(Object point labels)

______

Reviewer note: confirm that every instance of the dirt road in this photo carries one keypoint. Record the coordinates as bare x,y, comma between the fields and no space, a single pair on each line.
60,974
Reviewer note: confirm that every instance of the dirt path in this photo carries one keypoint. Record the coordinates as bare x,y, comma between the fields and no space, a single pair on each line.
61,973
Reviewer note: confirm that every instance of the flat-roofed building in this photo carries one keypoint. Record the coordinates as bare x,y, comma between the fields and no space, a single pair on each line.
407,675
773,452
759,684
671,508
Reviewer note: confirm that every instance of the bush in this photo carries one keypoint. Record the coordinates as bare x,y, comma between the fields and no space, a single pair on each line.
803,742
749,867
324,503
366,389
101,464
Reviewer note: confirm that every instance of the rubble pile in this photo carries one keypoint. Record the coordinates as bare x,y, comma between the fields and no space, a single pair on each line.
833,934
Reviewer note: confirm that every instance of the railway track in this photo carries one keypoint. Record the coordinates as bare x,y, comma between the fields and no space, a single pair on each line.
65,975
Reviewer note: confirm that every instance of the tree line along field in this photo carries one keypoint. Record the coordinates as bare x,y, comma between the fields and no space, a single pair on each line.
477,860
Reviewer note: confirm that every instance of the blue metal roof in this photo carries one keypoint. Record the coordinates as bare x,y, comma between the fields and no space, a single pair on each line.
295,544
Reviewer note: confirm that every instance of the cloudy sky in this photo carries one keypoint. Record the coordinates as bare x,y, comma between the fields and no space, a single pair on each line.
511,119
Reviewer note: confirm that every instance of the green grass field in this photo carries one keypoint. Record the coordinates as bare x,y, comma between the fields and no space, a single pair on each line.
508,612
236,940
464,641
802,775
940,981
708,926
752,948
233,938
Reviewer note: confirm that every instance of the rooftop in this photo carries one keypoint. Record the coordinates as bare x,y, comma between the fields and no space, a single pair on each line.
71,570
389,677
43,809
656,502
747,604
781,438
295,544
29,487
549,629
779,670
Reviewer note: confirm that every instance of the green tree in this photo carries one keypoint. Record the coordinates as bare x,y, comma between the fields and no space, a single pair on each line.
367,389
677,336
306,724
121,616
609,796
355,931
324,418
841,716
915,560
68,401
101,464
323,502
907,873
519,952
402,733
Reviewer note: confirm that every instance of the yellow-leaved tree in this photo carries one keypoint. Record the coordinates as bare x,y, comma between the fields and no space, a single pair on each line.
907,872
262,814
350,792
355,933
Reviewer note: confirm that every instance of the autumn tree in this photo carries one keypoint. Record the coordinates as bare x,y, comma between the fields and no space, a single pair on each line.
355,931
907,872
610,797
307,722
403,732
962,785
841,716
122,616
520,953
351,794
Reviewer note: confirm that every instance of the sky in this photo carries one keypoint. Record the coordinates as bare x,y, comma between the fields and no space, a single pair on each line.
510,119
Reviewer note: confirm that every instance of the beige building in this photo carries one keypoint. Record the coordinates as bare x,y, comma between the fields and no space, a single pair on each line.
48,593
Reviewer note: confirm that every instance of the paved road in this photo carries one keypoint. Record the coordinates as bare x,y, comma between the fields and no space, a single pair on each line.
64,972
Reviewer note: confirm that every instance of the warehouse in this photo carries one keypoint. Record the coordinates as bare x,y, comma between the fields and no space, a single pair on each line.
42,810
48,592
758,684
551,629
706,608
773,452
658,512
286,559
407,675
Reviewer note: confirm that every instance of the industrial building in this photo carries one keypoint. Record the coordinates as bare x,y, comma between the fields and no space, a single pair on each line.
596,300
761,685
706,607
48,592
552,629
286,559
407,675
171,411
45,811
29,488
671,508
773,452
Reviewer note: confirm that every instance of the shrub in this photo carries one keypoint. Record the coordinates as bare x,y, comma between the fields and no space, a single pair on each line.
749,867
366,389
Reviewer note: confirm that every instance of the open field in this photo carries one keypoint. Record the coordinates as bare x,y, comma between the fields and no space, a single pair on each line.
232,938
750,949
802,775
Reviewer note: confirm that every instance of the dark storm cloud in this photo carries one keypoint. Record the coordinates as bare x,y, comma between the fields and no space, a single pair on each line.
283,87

______

▶ _STATED EXERCISE_:
Transcribe the data above in full, exactly.

▶ _RESULT_:
Reviewer note: confirm that every instance of the dirt road in this photo carries one keypoint. Record the coordinates as bare x,y, comma between the fields and no space, a single pair on each line.
60,974
Reviewer note: confirm that every instance of the dirt path in this photo carries one keypoint. Record the coordinates as bare x,y, comma between the fields and no space, a single pair on each line.
61,973
Reviewer note: confirm that every instance of the flat-roofed building in this photo carries one keypoint. Record the coordinates as bare x,y, comma between the fields and no space, a single pair on each line.
407,675
773,452
759,684
671,508
Reviewer note: confirm that every instance of the bush in this photo carries one keypoint. Record the coordinates as bare x,y, comma between the fields and no space, a single pair on each line.
803,742
749,867
324,503
366,389
101,464
Reviewer note: confirm that every instance of the rubble pile in this photo carries one keypoint. Record the coordinates as bare x,y, comma between the fields and no space, a single pair on each line.
833,934
Reviewer note: confirm that every instance of the railway track in this photo carries one keypoint. Record the coordinates as bare x,y, comma between the fields and no space, a single pair on each line.
65,975
Reviewer note: confirm that every instance of the tree line along field in this photo carries one keypoint. Record the coordinates as bare x,y, comma between the fields and no space, a single pair on each line.
477,860
Reviewer note: confirm that every instance of the blue metal roof in this photo carries one keypoint. Record the coordinates as bare x,y, comma between the fields and no space, a single pair on each line.
295,544
Reviewer note: confirm that every instance of the cloudy sky in this photo carries one keypoint. Record the coordinates as bare x,y, comma between the fields and no space, a single pair on each line.
511,119
Reviewer note: confirm that every instance of the green grass field in this photo carries one keypoint. Record the coordinates as bare x,y, comma between the fields and no space, a single pair on each line.
508,612
236,940
464,641
802,775
940,981
708,926
752,948
233,938
Reviewer note: confirm that every instance of the rooftop in this photo carries one keypoint. Record the coordinates as bare x,y, comma between the fields and no space, a single pair on each line.
71,570
389,677
43,809
656,502
747,604
781,438
295,544
29,487
549,629
779,670
Reviewer note: confirm that every instance of the green tree in this photo carries one keypoint. Record the coordinates as bare x,y, comma between the fields and no space, a single pair on each line.
367,389
677,336
306,724
121,616
609,796
355,931
324,418
841,716
915,560
68,401
101,464
323,502
907,873
519,952
402,733
Reviewer note: confirm that every instance of the yellow-leaved tree in this photo carries one keypoint. Record the coordinates as bare x,y, comma between the fields and no space, a single pair on each line.
907,872
262,814
350,792
355,933
Reviewer note: confirm that every instance of the autumn tree in this photo carries one keypoint. Record the coordinates as bare x,y, comma between the fields and no space, a single pair on each line.
355,931
907,872
610,797
307,722
403,732
962,785
841,716
122,616
520,953
351,794
Reviewer note: confirm that every instance of the sky in this photo carries one keypoint. Record the coordinates as bare x,y, comma between the fields and no space, a single pair on each line.
510,119
Reviewer note: confirm that every instance of the beige building in this photo carries one keypoint. Record the coordinates as bare x,y, comma between the fields and no space, a single pair on each line.
48,593
Reviewer note: confirm that every instance of the paved road in this photo carries one keypoint. Record the coordinates as bare x,y, comma between the fields and no space, a single pair on each line.
64,972
Reviewer note: confirm that every instance of the warehouse in this photo carries one keypoint. Record the coordinates as bare x,y, comma between the fields and no space, a single pair on each line.
42,810
48,592
758,684
551,629
706,608
773,452
658,512
286,559
407,675
Reviewer note: confirm that every instance of the industrial building in this photo carries one keypoint. Record the coordinates as bare x,y, comma between the fields and no space, a single pair on each line.
596,300
761,685
706,607
48,592
552,629
286,559
407,675
171,411
45,811
29,488
671,508
773,452
Reviewer note: confirm that every instance of the shrub in this photo carries one keypoint. Record the coordinates as bare x,y, comma between the fields and no space, a single pair on each line.
749,867
366,389
Reviewer note: confirm that every instance of the open field in this photo carries one keypoint. Record the coordinates as bare x,y, comma between the fields and no space, a single pair on each line.
232,938
750,949
802,775
Reviewer note: confirm that every instance of the dark storm cloud in this photo carries one keypoint. Record the coordinates as bare x,y, comma between the fields and no space, a single pair on each line.
283,87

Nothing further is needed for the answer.